Stored records:
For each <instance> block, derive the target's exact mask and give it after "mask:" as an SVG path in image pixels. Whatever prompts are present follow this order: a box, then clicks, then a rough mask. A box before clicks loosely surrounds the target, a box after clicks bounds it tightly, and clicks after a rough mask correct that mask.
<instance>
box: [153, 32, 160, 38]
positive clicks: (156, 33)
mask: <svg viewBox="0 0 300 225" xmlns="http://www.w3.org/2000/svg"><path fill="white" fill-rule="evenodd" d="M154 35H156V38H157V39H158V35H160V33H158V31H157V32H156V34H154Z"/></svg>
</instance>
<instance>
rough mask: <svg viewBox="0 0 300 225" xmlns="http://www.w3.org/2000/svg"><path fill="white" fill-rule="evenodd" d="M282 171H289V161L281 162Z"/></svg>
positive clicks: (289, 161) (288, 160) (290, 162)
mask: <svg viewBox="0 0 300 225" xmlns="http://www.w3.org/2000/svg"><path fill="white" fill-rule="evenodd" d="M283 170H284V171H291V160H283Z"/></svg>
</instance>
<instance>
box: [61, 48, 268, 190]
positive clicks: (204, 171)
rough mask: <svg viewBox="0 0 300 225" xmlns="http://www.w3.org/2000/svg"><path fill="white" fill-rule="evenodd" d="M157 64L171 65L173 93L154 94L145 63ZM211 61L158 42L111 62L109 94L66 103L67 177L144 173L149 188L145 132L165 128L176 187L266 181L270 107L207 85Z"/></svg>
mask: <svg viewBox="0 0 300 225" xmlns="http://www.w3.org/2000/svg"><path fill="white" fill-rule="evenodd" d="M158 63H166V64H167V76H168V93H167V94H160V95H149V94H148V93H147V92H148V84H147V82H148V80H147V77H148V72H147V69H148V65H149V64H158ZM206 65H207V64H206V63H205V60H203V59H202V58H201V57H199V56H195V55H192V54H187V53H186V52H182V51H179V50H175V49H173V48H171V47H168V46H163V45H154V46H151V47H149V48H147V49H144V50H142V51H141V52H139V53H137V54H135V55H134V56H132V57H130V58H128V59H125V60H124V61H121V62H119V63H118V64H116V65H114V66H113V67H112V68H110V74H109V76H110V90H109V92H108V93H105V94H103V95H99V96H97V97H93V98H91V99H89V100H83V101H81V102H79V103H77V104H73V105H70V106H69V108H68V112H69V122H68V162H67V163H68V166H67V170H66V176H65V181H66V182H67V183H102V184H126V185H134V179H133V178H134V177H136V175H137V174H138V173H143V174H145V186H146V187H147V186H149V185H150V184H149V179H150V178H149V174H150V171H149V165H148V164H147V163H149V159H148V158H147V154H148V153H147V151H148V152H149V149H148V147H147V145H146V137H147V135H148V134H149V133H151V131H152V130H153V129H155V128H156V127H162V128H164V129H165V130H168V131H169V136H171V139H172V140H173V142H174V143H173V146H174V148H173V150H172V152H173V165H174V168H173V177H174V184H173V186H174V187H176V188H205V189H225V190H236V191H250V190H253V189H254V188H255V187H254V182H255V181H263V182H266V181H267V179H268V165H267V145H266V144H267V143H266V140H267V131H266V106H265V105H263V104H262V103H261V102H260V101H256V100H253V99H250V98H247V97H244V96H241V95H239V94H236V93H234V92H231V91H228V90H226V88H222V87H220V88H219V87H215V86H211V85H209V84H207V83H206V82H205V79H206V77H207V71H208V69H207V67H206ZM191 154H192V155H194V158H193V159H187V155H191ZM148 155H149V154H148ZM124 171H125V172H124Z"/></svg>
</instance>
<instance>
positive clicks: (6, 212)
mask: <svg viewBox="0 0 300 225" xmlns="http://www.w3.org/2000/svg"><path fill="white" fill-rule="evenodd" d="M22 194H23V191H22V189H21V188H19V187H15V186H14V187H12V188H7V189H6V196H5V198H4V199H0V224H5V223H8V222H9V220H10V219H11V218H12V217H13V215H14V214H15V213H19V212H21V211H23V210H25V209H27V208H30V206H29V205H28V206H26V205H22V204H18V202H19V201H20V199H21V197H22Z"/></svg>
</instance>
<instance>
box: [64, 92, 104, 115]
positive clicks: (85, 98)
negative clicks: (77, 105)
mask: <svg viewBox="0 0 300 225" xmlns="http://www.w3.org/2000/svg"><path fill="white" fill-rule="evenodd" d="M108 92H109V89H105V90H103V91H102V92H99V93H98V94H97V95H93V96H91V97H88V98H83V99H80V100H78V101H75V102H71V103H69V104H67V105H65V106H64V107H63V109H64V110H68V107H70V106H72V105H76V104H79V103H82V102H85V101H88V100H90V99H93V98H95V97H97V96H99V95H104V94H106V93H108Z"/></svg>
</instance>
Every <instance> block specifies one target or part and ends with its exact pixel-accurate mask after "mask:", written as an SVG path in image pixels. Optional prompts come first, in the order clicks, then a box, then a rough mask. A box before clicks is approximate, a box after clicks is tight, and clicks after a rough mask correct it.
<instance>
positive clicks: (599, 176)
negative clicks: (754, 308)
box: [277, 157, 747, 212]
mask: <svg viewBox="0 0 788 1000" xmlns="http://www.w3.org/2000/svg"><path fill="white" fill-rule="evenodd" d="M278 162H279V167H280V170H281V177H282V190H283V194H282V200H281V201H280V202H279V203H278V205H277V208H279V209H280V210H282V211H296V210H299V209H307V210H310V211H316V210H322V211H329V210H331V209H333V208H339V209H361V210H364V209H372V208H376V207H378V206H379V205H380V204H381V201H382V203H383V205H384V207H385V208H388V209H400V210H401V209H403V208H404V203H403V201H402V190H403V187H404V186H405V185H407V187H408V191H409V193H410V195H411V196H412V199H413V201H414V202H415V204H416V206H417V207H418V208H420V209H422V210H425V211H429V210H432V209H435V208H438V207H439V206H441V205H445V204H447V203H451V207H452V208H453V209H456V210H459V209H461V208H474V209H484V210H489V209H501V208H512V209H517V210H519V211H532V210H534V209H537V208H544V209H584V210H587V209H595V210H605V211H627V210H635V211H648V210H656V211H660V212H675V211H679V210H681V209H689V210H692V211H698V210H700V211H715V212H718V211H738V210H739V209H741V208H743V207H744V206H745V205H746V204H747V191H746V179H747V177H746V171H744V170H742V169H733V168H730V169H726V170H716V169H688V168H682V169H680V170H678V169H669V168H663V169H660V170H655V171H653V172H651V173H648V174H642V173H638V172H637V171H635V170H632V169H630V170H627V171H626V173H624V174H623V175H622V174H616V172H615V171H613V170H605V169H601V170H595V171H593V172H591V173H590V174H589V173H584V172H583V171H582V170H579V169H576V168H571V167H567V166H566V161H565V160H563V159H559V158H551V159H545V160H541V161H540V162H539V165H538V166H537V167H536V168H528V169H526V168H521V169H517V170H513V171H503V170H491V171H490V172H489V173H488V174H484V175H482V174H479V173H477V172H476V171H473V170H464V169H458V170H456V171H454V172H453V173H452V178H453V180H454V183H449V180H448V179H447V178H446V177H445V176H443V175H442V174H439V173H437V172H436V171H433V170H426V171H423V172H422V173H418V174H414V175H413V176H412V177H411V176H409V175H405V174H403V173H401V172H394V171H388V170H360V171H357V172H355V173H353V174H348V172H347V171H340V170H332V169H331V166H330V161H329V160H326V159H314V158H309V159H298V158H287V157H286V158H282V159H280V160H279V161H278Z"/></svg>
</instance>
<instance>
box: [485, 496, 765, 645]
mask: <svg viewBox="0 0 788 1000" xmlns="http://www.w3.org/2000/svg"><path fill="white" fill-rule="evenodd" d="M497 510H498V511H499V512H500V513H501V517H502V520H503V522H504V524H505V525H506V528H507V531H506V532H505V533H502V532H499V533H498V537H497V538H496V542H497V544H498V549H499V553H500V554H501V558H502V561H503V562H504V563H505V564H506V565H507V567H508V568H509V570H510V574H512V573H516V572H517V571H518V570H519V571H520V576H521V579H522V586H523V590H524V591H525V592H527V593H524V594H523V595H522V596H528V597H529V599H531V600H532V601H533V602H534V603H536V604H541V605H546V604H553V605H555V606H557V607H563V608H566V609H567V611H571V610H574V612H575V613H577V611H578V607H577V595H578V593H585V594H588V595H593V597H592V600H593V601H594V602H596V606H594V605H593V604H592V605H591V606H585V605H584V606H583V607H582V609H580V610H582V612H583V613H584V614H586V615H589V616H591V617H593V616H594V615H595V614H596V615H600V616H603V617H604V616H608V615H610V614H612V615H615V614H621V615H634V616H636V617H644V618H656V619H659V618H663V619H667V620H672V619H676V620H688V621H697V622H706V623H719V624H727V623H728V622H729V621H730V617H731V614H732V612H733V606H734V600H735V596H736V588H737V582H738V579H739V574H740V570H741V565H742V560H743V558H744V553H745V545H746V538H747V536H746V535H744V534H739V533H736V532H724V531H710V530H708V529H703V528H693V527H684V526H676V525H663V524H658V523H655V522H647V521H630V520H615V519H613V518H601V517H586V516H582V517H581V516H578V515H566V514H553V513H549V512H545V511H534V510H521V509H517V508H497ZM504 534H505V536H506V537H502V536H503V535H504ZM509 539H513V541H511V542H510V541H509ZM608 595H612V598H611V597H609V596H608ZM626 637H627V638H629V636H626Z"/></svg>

→ Task item
An exact copy of the lines above between the line holding "positive clicks: (156, 33)" and the line holding "positive clicks: (204, 171)", inclusive, is the whole answer.

→ Output below
positive clicks: (156, 33)
mask: <svg viewBox="0 0 300 225" xmlns="http://www.w3.org/2000/svg"><path fill="white" fill-rule="evenodd" d="M154 35H156V38H157V39H158V35H160V33H158V31H157V32H156V34H154Z"/></svg>
</instance>
<instance>
rough mask: <svg viewBox="0 0 300 225" xmlns="http://www.w3.org/2000/svg"><path fill="white" fill-rule="evenodd" d="M282 171H289V161L281 162Z"/></svg>
positive clicks: (289, 161) (288, 160) (290, 162)
mask: <svg viewBox="0 0 300 225" xmlns="http://www.w3.org/2000/svg"><path fill="white" fill-rule="evenodd" d="M283 170H284V171H291V160H283Z"/></svg>
</instance>
<instance>
box: [61, 48, 268, 190]
positive clicks: (204, 171)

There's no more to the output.